→ **What to work on**
Copy the entries below from the line containing "tote bag. Report pixel corners as JSON arrays." through the line containing "[[427, 92, 542, 175]]", swapping "green knit beanie" for "gray wool hat" and leaving everything else as it is.

→ **Input material**
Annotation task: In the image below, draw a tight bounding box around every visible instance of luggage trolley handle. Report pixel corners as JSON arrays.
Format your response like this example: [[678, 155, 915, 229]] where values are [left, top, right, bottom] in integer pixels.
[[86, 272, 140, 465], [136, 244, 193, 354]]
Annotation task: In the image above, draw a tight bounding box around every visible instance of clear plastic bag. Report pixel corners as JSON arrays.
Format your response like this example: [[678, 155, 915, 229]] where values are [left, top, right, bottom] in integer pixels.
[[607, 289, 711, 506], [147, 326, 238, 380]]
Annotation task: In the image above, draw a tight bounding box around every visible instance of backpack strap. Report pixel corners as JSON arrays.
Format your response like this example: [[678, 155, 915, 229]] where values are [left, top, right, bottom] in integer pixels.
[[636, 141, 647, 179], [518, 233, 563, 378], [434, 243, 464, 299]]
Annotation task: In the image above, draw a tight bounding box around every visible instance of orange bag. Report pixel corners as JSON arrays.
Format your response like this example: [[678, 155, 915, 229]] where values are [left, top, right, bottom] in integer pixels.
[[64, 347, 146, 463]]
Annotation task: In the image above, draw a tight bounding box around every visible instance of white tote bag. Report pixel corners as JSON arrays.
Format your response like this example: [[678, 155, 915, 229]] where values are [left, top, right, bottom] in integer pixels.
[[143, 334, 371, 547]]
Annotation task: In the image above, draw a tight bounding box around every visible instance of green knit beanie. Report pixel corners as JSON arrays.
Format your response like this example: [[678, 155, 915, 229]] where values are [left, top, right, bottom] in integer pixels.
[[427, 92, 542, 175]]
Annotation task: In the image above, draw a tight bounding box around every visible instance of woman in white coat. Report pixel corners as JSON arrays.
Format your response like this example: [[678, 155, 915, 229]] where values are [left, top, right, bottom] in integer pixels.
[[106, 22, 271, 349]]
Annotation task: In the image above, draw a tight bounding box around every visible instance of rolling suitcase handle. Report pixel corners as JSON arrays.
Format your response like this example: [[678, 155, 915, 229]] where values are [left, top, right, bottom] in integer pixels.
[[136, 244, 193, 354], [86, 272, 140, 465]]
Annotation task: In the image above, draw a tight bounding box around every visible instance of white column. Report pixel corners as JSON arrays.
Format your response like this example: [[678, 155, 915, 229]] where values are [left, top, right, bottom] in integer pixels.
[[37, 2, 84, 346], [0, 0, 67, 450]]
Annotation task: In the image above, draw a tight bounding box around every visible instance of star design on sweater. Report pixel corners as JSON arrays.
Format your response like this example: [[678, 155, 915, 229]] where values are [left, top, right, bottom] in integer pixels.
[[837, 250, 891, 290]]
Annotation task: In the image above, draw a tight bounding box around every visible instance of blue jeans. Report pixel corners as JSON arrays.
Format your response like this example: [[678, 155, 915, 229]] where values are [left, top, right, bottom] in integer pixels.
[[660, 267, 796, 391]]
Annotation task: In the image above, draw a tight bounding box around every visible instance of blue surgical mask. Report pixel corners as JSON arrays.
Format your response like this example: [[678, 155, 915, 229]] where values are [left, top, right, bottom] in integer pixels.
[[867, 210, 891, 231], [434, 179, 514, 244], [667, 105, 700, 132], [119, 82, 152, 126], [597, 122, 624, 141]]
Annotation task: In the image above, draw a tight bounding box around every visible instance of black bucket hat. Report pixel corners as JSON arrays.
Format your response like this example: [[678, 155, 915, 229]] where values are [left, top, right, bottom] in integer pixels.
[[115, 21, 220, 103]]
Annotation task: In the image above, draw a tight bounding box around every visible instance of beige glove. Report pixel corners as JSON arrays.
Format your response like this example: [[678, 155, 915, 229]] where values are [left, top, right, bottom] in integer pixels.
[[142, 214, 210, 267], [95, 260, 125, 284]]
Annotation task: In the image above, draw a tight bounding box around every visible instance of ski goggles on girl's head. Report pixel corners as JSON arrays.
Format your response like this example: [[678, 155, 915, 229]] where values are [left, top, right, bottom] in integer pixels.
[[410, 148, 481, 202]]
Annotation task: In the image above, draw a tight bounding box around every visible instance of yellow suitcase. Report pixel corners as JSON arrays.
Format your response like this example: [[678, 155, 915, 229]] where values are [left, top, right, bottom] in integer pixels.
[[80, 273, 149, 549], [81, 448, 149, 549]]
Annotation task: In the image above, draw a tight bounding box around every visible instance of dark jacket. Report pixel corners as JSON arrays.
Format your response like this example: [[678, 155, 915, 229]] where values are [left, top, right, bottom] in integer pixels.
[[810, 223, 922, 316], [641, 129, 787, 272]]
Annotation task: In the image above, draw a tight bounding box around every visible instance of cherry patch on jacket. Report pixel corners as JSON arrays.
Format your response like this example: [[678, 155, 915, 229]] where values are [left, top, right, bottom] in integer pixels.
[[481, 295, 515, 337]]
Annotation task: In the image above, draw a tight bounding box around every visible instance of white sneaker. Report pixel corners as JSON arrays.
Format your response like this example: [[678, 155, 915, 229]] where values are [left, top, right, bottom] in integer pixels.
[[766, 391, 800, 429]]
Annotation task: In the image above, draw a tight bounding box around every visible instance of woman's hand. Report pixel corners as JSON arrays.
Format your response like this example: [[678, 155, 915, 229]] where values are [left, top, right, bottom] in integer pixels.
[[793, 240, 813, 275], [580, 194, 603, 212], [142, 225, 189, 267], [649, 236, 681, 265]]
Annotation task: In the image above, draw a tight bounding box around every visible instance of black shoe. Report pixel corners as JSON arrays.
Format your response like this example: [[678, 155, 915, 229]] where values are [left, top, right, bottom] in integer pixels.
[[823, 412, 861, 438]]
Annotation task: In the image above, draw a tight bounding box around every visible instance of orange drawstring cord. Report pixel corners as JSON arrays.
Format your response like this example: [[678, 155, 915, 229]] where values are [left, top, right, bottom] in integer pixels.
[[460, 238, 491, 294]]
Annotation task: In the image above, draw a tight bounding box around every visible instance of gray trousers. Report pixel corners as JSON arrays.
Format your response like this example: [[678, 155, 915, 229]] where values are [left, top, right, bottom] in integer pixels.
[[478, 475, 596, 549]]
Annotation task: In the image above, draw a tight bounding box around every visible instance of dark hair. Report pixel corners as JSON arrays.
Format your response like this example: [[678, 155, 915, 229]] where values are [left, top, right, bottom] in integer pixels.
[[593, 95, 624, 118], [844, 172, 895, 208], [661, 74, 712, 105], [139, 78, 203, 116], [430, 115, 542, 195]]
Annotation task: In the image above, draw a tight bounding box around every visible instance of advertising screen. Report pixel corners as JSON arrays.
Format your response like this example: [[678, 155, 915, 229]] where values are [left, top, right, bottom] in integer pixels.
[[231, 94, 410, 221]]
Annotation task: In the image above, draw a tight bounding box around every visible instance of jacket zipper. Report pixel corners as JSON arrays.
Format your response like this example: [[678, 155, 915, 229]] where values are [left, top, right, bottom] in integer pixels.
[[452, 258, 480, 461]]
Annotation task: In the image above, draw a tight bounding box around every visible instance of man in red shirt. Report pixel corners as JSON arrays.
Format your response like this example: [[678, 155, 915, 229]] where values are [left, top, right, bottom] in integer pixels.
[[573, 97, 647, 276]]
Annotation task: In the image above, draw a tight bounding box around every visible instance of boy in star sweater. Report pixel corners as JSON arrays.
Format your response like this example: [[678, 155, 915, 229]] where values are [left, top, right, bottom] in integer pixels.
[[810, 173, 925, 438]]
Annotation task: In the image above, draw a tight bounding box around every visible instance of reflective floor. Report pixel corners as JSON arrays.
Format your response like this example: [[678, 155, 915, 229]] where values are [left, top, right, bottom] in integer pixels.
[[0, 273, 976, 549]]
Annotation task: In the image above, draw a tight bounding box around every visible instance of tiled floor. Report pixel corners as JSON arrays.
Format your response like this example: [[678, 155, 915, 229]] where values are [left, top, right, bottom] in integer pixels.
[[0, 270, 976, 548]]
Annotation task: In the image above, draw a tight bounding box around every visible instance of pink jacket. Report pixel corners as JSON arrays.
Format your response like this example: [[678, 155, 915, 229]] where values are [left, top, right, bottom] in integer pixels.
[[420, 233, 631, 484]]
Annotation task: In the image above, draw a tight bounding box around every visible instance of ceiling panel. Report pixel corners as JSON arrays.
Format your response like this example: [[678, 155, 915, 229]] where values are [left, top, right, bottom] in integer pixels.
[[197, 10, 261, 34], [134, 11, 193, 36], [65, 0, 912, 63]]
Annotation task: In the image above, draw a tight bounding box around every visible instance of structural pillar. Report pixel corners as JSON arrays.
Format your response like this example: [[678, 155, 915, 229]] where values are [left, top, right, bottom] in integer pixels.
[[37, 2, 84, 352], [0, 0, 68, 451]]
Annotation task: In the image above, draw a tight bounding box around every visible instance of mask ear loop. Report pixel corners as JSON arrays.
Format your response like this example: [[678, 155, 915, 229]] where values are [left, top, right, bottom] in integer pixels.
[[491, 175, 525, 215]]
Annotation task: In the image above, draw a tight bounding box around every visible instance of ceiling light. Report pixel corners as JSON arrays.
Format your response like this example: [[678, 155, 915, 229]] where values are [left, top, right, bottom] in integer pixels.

→ **Exercise answer**
Annotation task: In the image above, draw a tight bounding box around every visible instance of white tote bag. Report pixel corners as JSON arrays.
Format your response like this example: [[678, 155, 915, 229]] where values are [left, top, right, bottom] in integer pixels.
[[143, 334, 371, 547]]
Annotation task: In the image above, draw a tight bounding box around every visible instance of gray wool hat. Report pixel corners as JSON arrays.
Format your response like this example: [[678, 155, 915, 229]] where values are [left, top, right, bottom] in integer pixels.
[[427, 92, 542, 175]]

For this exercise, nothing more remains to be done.